----- RECORDS FOR THIS EXERCISE -----

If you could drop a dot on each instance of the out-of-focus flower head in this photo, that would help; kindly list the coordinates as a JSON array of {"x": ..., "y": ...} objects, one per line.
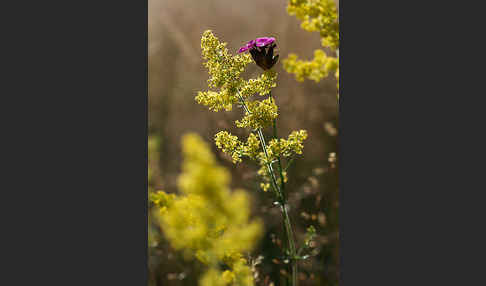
[{"x": 261, "y": 50}]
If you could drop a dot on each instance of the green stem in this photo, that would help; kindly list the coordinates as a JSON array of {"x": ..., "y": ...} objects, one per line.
[{"x": 280, "y": 197}]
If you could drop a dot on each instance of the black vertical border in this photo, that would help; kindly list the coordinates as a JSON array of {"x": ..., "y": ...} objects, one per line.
[{"x": 75, "y": 192}]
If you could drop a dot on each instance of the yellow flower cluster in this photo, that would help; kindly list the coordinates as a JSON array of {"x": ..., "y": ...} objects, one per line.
[
  {"x": 259, "y": 115},
  {"x": 225, "y": 70},
  {"x": 208, "y": 221},
  {"x": 276, "y": 148},
  {"x": 320, "y": 16},
  {"x": 317, "y": 69}
]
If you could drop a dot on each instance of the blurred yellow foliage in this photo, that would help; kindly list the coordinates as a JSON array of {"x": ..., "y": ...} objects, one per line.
[{"x": 207, "y": 220}]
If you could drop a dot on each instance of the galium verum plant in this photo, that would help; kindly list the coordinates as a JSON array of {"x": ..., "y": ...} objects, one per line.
[
  {"x": 316, "y": 16},
  {"x": 260, "y": 113}
]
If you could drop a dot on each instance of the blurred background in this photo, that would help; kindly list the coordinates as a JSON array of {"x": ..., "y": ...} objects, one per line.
[{"x": 176, "y": 74}]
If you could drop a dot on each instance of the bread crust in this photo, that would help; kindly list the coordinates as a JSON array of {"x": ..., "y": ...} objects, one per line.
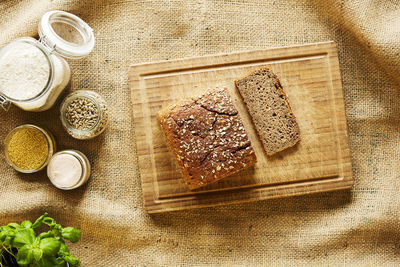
[
  {"x": 279, "y": 87},
  {"x": 207, "y": 138}
]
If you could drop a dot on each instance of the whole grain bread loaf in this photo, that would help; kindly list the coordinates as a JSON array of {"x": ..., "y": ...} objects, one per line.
[
  {"x": 207, "y": 138},
  {"x": 270, "y": 110}
]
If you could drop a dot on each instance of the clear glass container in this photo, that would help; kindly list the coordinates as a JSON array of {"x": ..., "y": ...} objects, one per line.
[
  {"x": 61, "y": 34},
  {"x": 54, "y": 168},
  {"x": 98, "y": 123},
  {"x": 51, "y": 145}
]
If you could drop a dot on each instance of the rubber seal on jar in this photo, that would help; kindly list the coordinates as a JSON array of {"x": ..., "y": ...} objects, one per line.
[{"x": 65, "y": 34}]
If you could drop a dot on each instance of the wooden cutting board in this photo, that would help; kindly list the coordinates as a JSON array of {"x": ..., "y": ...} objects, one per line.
[{"x": 310, "y": 76}]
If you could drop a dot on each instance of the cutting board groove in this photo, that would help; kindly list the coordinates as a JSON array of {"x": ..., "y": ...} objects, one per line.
[{"x": 311, "y": 79}]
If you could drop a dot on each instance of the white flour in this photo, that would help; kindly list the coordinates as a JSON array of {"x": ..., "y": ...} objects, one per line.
[{"x": 24, "y": 71}]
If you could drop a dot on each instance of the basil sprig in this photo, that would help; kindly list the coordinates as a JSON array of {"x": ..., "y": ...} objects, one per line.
[{"x": 48, "y": 249}]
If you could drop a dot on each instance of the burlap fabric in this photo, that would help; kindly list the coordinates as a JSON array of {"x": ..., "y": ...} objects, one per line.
[{"x": 357, "y": 227}]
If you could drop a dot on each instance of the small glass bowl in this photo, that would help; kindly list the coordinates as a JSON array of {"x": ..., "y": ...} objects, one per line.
[
  {"x": 85, "y": 165},
  {"x": 98, "y": 127},
  {"x": 51, "y": 144}
]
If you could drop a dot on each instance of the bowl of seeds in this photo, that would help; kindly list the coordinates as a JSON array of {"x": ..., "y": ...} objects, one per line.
[
  {"x": 84, "y": 114},
  {"x": 28, "y": 148}
]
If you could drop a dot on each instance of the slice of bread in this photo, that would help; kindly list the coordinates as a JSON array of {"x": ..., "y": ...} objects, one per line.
[{"x": 270, "y": 110}]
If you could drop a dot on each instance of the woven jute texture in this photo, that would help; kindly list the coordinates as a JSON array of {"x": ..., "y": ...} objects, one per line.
[{"x": 356, "y": 227}]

-----

WHAT YOU SHOULD DO >>
Word for word, restate all of the material, omitting the images.

RESPONSE >>
If you could drop a dot on each instance of the out-of-focus flower head in this photo, that would help; kindly list the coordinates as a JSON array of {"x": ..., "y": ...} objects, one per line.
[{"x": 261, "y": 50}]
If you could drop a dot on each instance of the green stem in this photo, that would help; kindly list the coordinates as a JSON array of {"x": ..., "y": ...} objects, one per line.
[{"x": 280, "y": 197}]
If you could drop a dot on each instance of the black vertical border in this photo, that would help; kindly list the coordinates as a JSON array of {"x": ..., "y": ...} objects, one per line.
[{"x": 75, "y": 192}]
If you could drop a dot on each instance of the yellow flower cluster in this photo, that would help; kindly list the coordinates as a JSON array of {"x": ..., "y": ...} objects, one per line.
[
  {"x": 259, "y": 115},
  {"x": 225, "y": 70},
  {"x": 208, "y": 221},
  {"x": 276, "y": 148},
  {"x": 320, "y": 16},
  {"x": 317, "y": 69}
]
If you could drop a dot on each instance of the blurred yellow foliage in this photo, that would help; kindly list the coordinates as a JSON array of {"x": ..., "y": ...} objects, one per line.
[{"x": 207, "y": 220}]
If you could drop a dot on each instance of the galium verum plant in this photo, that would help; kindly list the coordinates as a JSON array of {"x": ..., "y": ...} objects, one per line.
[
  {"x": 316, "y": 16},
  {"x": 260, "y": 113}
]
If you could drop a dot on each instance of the blurred background in this photo, that would help; kindly list the coordinates as a JSON array of {"x": ..., "y": ...} objects, one per line.
[{"x": 176, "y": 74}]
If you could drop a dot on each instance of the bread crust in this photo, that would help; kindly list the coordinates as a JSON array of {"x": ..., "y": ...} objects, one per line.
[
  {"x": 279, "y": 87},
  {"x": 207, "y": 138}
]
If you could drop a dot on each instance of the whole grain bread loaf in this photo, that would help; kindly list the coordinates as a JSON array of {"x": ..., "y": ...} objects, one per line.
[
  {"x": 207, "y": 138},
  {"x": 270, "y": 110}
]
If you could drop a dot on each instance of the clear glass container in this photo, that would help; kindly list the coordinates as a JSON array of {"x": ..., "y": ...} objects, one per line.
[
  {"x": 61, "y": 34},
  {"x": 54, "y": 168},
  {"x": 98, "y": 123},
  {"x": 51, "y": 145}
]
If you could drop a dot on each instance of the rubber seal on jar in this photo, that would help; kindly list the coordinates as a JSON array of {"x": ..., "y": ...} objects, one per line.
[{"x": 65, "y": 34}]
If you could drop a dot on each instance of the wooden cutting board in this photo, that would help; kindly list the coordinates as a JSON array of {"x": ..., "y": ...} objects, one per line.
[{"x": 310, "y": 76}]
If you could drop a dot on each instance of the cutting board groove in this photo, that would help; kindly list the coordinates as a JSON array of {"x": ..., "y": ...} objects, one per line.
[{"x": 311, "y": 79}]
If you could drop a dot on each instance of the white flour in this photo, that would help; kindly list the coordinates as a JSON array of {"x": ..., "y": ...} objects, one per line.
[{"x": 24, "y": 71}]
If you could drop a dot on each instance of the basil sprig in this photo, that would help; kindly list the coordinates as a JSON array of {"x": ..., "y": ...} objects, one per line.
[{"x": 48, "y": 249}]
If you could drop a dot on each instance of the burlap fabric in this photo, that would help; kindly list the coordinates as a JSON array of {"x": ..., "y": ...} objects, one per line.
[{"x": 357, "y": 227}]
If you could drop a dot on each instance of the small glass bowl in this photo, that would help; kindly list the coordinates as a JSON array of {"x": ..., "y": ...} objects, one per line.
[
  {"x": 85, "y": 165},
  {"x": 98, "y": 127},
  {"x": 51, "y": 144}
]
If you could drop a dot on each instance of the bowl of seeds in this photo, that would help; kindly list the coordinates as a JSON array of {"x": ..., "y": ...} objects, one per line.
[
  {"x": 84, "y": 114},
  {"x": 28, "y": 148}
]
If you could drop a dot on each instance of the slice of bread in this photo, that would help; kindly list the coordinates as a JSON array of {"x": ..., "y": ...} objects, one per line.
[{"x": 270, "y": 110}]
If you could drop a dot on each instance of the woven jute texture in this photo, that would help; kindly list the coordinates as a JSON array of {"x": ..., "y": ...} objects, one per line.
[{"x": 356, "y": 227}]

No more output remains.